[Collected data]
• • • • • • •
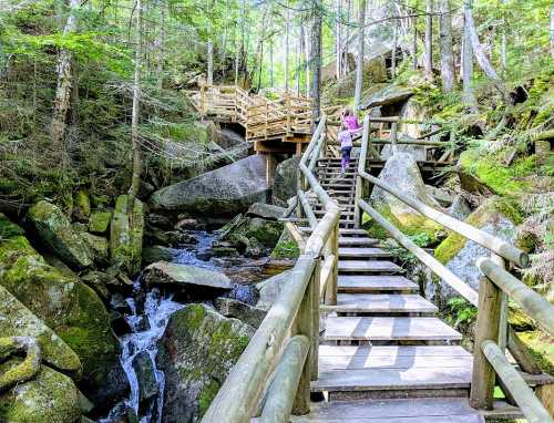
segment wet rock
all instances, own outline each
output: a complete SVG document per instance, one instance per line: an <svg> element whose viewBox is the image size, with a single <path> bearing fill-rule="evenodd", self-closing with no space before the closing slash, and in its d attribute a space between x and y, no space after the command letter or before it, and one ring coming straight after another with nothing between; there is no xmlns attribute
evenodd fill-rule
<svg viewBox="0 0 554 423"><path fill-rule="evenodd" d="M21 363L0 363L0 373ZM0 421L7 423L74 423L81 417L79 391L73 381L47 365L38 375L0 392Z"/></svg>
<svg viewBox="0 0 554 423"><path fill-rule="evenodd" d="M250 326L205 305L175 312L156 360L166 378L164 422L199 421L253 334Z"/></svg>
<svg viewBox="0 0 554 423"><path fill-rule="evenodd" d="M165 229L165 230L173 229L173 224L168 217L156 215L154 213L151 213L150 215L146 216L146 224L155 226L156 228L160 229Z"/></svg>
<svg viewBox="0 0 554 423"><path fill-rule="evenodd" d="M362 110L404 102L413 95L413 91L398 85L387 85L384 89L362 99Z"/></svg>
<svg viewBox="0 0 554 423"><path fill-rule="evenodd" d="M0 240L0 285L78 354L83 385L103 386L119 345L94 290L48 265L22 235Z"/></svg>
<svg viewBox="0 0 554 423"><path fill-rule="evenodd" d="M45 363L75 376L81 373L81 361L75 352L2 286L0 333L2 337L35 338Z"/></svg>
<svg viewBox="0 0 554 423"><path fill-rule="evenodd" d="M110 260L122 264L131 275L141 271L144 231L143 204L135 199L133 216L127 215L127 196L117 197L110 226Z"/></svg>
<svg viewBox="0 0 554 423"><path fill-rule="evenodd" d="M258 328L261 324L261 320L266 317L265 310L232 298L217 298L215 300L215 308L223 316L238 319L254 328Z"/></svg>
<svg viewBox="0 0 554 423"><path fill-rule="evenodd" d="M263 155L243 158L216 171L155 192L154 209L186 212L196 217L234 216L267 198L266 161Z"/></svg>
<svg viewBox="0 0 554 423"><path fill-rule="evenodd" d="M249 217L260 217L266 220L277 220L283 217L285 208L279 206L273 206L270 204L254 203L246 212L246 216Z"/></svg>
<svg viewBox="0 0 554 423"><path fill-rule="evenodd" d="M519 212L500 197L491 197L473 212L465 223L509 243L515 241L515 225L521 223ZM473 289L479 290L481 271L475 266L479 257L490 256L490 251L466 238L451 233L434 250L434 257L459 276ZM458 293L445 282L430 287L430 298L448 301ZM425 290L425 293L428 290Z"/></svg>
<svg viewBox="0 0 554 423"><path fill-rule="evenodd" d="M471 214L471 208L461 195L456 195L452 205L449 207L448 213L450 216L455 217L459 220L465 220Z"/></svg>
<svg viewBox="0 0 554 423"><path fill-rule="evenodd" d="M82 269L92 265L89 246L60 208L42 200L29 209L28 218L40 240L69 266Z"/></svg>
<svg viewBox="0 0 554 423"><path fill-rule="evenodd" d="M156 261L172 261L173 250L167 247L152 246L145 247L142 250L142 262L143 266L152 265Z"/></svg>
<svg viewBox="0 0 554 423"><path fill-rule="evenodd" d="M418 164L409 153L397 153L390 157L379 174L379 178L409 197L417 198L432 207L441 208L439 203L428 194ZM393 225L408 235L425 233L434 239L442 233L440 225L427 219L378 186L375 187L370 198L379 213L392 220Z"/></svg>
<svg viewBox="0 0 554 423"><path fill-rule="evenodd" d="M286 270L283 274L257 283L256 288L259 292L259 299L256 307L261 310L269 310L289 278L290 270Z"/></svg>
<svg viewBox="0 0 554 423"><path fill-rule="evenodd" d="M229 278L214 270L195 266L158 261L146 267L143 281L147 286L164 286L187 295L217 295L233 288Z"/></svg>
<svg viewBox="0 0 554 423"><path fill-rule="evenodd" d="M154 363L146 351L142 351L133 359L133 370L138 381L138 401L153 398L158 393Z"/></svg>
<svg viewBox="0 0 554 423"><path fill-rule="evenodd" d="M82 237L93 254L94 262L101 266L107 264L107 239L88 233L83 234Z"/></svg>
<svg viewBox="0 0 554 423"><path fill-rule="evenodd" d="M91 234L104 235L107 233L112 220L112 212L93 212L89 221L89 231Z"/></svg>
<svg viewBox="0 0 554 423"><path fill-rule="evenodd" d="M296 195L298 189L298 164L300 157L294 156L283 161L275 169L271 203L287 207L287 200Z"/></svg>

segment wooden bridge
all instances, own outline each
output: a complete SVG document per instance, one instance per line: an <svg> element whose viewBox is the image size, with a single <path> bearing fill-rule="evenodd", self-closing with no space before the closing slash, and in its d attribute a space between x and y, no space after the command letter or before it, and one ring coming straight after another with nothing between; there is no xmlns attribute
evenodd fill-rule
• • • • • • •
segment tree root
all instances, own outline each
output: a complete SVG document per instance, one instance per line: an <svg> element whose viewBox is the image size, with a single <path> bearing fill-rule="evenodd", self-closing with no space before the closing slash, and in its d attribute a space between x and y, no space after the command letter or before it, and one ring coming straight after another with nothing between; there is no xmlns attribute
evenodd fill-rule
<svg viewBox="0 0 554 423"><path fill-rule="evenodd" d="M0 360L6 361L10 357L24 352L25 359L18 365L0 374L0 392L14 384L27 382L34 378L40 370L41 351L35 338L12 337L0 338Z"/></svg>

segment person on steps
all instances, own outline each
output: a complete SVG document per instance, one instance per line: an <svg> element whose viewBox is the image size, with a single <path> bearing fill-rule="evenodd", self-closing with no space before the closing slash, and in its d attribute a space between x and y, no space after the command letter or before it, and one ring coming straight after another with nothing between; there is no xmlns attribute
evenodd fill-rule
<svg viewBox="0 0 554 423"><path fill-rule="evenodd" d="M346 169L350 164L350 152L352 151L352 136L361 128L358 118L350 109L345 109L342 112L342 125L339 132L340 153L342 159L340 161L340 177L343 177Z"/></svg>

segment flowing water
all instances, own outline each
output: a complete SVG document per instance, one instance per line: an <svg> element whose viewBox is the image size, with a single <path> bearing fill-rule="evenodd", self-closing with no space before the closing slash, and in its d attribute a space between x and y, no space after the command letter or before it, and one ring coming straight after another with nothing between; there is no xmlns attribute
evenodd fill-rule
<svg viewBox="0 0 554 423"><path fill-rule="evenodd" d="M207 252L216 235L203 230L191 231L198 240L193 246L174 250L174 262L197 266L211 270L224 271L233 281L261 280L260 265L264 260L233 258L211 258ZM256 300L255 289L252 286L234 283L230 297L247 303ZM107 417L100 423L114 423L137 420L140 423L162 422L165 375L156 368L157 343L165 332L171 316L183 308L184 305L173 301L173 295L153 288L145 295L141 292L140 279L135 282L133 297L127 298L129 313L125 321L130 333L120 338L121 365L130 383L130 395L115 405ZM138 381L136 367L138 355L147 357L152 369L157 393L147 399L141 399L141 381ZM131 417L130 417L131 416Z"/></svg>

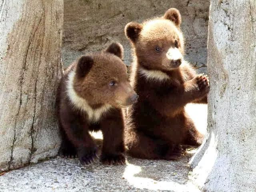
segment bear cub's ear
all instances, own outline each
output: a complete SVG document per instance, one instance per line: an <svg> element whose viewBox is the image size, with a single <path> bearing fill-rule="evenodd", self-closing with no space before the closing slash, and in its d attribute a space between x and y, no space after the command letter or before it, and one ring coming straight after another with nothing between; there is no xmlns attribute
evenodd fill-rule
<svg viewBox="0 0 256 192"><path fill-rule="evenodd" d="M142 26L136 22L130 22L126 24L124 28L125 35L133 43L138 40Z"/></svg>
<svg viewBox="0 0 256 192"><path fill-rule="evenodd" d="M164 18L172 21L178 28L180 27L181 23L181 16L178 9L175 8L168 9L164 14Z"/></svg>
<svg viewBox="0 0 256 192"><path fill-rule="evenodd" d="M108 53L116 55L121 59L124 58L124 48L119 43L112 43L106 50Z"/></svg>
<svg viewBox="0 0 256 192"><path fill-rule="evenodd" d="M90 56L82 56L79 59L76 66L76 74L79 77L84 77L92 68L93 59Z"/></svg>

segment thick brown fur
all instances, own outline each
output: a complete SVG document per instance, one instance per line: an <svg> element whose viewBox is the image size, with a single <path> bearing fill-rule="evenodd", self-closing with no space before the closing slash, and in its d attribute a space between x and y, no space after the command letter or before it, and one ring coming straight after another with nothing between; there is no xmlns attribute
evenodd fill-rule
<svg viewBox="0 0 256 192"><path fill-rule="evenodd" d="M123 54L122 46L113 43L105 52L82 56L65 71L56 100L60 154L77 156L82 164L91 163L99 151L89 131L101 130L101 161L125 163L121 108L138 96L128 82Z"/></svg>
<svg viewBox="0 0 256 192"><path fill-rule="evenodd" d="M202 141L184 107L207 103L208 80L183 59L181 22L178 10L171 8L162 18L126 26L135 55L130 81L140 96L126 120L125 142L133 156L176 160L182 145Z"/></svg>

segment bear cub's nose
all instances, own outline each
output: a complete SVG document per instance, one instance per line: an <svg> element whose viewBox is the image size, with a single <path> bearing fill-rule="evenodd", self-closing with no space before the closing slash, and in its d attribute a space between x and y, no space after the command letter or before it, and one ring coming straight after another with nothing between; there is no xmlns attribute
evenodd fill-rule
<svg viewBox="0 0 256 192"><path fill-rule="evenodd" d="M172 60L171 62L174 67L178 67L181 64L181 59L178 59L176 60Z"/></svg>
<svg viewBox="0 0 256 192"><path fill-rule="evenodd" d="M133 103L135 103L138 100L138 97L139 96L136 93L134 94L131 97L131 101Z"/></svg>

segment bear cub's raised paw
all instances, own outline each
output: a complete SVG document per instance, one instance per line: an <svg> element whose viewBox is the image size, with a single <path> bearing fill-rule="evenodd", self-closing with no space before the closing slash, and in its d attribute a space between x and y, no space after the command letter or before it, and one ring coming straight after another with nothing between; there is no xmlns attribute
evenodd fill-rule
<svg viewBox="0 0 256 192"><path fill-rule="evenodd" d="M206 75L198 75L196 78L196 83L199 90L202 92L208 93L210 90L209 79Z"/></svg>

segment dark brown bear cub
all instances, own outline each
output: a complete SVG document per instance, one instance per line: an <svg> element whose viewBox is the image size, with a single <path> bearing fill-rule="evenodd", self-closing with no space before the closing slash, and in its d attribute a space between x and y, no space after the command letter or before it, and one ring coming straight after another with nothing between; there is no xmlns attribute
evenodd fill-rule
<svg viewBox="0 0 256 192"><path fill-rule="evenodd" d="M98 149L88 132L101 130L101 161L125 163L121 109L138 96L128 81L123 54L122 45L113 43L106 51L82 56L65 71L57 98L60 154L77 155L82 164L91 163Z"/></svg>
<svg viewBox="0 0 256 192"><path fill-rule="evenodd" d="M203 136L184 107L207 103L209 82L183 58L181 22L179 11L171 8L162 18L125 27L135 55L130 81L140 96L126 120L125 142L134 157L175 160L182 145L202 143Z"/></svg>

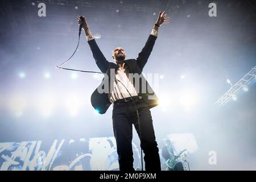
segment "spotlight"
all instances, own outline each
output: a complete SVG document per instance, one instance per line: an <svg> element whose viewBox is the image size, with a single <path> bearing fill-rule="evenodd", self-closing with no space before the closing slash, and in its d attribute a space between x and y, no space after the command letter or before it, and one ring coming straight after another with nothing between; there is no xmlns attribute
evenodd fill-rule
• • • • • • •
Quote the items above between the line holding "segment person on steps" and the line holding "169L350 164L350 152L352", inclusive.

Full response:
segment person on steps
all instances, own outline each
output: a complete SVG document per instance, one instance per line: an <svg> element whose viewBox is the image size, with a single <path> bearing fill-rule="evenodd", self-closing with no space before the closing slash, and in its d attribute a space between x and y, no space after the command letter or before it, and one ring coming straight after another with nothing between; there is no xmlns attribute
evenodd fill-rule
<svg viewBox="0 0 554 423"><path fill-rule="evenodd" d="M346 169L350 164L350 152L352 151L352 136L361 128L358 118L350 109L345 109L342 112L342 125L339 132L340 153L342 159L340 161L340 177L343 177Z"/></svg>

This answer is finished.